● **TASK OBJECTIVE**
Can you copy the records below word for word, from their very first line through the line containing "0L0 10L0 141L112", both ends included?
^^^^^^^^
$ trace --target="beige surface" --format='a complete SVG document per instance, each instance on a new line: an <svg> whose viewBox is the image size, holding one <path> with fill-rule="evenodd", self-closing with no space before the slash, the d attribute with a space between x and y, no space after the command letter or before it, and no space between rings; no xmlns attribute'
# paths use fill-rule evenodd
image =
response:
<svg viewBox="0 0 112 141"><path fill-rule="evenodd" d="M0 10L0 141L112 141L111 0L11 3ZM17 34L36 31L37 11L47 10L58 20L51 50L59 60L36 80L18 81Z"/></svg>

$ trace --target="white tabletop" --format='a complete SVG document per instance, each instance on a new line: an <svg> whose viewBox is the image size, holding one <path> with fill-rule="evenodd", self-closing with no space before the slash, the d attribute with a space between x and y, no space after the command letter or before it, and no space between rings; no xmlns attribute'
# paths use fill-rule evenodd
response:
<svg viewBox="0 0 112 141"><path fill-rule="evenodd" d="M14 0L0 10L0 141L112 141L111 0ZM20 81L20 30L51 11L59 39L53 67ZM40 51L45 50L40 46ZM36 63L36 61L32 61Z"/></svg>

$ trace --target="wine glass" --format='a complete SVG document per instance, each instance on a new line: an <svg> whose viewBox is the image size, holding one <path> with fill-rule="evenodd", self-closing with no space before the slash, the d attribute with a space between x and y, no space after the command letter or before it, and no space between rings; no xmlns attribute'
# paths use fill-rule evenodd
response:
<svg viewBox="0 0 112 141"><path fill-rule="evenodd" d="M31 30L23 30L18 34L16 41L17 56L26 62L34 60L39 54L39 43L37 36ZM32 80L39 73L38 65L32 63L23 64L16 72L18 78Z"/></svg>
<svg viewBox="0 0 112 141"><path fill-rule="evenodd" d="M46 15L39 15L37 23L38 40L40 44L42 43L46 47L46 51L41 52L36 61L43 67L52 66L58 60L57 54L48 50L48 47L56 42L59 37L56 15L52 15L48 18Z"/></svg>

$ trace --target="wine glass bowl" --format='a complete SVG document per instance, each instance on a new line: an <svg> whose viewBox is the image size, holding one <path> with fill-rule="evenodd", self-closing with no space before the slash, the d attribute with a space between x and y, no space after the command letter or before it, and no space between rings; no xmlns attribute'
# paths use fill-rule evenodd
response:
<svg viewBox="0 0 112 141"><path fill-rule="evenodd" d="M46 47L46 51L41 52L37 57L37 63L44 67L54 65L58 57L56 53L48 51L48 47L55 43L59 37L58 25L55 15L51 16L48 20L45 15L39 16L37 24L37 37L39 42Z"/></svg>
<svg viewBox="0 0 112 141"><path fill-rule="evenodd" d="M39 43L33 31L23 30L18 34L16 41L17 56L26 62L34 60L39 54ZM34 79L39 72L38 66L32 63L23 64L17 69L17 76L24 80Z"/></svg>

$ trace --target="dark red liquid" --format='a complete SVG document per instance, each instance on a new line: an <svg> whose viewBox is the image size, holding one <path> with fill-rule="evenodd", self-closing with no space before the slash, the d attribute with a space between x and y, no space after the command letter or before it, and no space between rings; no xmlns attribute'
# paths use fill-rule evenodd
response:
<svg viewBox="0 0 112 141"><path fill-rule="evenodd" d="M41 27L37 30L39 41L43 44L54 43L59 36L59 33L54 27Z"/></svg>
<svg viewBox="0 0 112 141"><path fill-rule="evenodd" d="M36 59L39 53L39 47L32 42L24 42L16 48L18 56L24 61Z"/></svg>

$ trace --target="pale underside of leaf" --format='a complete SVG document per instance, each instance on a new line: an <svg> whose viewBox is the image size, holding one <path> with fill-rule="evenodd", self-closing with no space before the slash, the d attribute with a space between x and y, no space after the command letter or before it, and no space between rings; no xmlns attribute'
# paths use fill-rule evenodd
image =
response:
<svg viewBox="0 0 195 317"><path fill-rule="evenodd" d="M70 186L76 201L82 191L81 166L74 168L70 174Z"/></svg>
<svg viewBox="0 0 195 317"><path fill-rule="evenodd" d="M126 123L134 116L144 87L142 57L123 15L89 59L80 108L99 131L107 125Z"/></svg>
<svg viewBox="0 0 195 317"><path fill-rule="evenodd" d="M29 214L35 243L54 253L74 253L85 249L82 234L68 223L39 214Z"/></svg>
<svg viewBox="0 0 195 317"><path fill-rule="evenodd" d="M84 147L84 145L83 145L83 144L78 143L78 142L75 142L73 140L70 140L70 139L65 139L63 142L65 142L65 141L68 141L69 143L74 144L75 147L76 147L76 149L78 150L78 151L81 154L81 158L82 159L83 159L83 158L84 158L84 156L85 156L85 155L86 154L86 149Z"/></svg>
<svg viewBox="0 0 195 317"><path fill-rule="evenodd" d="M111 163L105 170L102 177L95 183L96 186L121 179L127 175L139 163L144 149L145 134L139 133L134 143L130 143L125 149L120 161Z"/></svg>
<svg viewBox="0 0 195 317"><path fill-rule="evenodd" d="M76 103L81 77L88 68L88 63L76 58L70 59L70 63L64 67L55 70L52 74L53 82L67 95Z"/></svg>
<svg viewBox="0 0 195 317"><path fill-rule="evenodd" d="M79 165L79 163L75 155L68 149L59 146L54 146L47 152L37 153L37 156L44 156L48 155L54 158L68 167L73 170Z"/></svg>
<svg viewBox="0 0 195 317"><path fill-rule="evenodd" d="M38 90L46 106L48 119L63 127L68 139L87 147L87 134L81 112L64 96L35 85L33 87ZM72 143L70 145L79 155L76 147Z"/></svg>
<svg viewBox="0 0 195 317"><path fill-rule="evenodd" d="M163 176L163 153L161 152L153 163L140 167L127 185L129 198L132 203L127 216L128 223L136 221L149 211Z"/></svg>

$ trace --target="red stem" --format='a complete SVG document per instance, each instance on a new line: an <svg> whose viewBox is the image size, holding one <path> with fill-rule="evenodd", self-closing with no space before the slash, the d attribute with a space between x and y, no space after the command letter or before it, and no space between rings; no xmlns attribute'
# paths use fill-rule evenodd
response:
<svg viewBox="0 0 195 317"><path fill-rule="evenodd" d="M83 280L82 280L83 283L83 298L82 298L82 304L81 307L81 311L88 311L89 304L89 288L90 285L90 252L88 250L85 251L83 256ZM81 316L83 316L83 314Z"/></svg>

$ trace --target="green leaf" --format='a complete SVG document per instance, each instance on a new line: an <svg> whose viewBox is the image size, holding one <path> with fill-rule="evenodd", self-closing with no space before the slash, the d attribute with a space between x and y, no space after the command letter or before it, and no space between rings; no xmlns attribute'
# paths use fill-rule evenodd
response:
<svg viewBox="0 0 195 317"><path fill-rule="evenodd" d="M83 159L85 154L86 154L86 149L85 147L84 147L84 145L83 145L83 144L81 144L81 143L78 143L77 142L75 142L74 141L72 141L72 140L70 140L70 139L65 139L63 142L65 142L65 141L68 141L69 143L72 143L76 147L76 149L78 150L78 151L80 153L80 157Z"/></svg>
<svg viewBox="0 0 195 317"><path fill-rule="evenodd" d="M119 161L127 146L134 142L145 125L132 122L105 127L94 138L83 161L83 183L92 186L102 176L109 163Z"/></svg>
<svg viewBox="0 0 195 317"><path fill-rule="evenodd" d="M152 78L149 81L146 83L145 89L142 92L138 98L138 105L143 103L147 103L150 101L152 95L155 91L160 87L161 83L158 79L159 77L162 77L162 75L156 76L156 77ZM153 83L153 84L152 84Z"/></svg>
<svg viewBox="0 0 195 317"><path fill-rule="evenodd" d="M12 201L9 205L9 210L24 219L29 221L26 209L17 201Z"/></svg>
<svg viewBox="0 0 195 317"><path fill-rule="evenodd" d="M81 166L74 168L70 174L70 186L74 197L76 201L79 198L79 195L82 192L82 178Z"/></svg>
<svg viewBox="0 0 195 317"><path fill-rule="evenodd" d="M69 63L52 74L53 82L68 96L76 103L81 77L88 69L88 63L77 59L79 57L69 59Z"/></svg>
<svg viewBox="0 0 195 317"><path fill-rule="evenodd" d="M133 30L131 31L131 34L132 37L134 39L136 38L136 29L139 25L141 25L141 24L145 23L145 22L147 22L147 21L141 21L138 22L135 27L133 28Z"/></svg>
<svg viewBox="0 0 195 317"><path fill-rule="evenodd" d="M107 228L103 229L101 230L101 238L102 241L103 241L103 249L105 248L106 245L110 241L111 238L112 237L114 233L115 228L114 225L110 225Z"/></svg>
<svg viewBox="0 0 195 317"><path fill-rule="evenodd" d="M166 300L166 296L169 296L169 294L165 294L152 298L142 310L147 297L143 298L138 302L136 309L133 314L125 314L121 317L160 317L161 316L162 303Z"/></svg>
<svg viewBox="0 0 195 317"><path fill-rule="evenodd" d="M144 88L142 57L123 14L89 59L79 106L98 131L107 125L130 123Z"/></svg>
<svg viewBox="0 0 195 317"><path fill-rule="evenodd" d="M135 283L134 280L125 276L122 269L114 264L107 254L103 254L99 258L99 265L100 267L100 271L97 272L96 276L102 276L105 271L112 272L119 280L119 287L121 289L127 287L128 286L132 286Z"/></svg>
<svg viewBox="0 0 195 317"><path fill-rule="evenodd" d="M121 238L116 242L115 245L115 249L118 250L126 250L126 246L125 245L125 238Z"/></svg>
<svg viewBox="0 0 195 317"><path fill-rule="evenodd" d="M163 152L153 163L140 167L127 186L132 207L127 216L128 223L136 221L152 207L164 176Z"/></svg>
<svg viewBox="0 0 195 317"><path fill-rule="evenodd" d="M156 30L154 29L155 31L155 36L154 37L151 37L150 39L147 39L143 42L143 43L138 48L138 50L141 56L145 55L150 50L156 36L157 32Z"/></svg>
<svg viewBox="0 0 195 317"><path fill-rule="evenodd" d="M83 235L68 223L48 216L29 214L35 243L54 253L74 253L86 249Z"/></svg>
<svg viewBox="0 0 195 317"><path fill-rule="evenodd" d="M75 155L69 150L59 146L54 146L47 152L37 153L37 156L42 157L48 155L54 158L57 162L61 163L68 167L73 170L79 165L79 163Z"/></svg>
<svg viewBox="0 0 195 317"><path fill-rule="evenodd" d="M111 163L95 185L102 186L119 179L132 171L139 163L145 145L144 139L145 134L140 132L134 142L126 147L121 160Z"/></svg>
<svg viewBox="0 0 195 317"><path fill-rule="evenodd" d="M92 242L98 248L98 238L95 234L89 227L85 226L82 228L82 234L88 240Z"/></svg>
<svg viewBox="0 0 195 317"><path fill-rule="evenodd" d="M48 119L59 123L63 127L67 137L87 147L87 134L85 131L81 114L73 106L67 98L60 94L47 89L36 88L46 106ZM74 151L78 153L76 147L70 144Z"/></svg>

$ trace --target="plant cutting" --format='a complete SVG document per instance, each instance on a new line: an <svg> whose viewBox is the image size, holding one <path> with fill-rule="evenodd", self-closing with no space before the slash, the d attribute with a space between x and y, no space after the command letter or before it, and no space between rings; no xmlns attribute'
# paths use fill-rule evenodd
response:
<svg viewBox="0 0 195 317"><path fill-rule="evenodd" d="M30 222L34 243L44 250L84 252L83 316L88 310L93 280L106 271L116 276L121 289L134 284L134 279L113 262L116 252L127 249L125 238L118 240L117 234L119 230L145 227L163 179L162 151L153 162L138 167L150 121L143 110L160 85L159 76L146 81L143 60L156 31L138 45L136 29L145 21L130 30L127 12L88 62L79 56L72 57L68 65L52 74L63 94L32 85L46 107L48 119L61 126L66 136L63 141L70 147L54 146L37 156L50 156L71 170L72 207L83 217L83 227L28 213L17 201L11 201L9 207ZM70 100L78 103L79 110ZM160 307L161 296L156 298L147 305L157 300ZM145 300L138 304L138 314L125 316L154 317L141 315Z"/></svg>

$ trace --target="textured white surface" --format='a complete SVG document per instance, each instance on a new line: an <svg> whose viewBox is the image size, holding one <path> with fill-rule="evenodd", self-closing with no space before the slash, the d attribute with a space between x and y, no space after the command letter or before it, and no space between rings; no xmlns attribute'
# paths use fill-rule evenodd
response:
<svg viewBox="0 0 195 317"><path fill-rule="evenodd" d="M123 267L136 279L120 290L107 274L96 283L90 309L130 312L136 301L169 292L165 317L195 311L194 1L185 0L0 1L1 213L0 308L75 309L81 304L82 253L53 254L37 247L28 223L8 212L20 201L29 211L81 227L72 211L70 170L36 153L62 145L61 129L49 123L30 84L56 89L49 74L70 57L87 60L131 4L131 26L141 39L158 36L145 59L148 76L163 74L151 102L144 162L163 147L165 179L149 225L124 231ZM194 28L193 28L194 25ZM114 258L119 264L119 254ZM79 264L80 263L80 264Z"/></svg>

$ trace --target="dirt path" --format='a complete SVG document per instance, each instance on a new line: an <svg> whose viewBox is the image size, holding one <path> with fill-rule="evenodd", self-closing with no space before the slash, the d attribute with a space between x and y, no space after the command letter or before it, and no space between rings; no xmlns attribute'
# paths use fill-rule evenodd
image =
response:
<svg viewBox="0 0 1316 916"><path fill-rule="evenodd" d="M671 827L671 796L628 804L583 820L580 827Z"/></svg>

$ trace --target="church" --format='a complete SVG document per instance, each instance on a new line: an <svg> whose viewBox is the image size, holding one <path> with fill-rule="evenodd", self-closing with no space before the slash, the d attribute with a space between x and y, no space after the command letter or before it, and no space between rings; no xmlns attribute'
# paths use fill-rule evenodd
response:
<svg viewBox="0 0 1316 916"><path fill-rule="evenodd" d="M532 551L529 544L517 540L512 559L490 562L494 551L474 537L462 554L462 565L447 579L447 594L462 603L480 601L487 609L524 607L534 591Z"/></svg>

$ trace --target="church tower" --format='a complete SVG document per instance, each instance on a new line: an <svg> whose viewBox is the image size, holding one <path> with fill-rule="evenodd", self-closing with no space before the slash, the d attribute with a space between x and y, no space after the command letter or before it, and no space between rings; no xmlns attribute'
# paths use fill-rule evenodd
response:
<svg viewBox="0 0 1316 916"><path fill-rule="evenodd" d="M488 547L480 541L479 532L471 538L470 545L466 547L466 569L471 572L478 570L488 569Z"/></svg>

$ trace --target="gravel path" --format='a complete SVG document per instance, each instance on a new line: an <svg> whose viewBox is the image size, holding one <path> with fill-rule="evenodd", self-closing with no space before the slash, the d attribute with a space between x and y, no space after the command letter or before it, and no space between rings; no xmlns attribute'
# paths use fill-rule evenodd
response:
^^^^^^^^
● **COMPLETED EXERCISE**
$ trace --target="beige surface" --format='a complete SVG document per instance, each instance on a new line: an <svg> whose viewBox is the image size, holding one <path> with fill-rule="evenodd", self-closing with no space before the slash, the d attribute with a space between x and y, no space after the command letter or before it, and no space between rings; no xmlns attribute'
# paths use fill-rule evenodd
image =
response:
<svg viewBox="0 0 112 141"><path fill-rule="evenodd" d="M0 10L0 141L112 141L111 0L11 3ZM17 34L36 31L37 11L47 10L58 20L51 50L59 60L36 80L18 81Z"/></svg>

$ trace --target="white tabletop" --format='a complete SVG document per instance, each instance on a new line: an <svg> whose viewBox is the image size, holding one <path> with fill-rule="evenodd", self-closing with no space before the slash, the d attribute with a space between x and y, no space after the command letter or before it, and no space between rings; no xmlns attribute'
# paths use fill-rule evenodd
response:
<svg viewBox="0 0 112 141"><path fill-rule="evenodd" d="M14 0L0 10L0 141L112 141L111 0ZM20 81L20 30L51 11L59 39L53 67ZM40 51L45 50L40 46ZM36 63L36 61L32 61Z"/></svg>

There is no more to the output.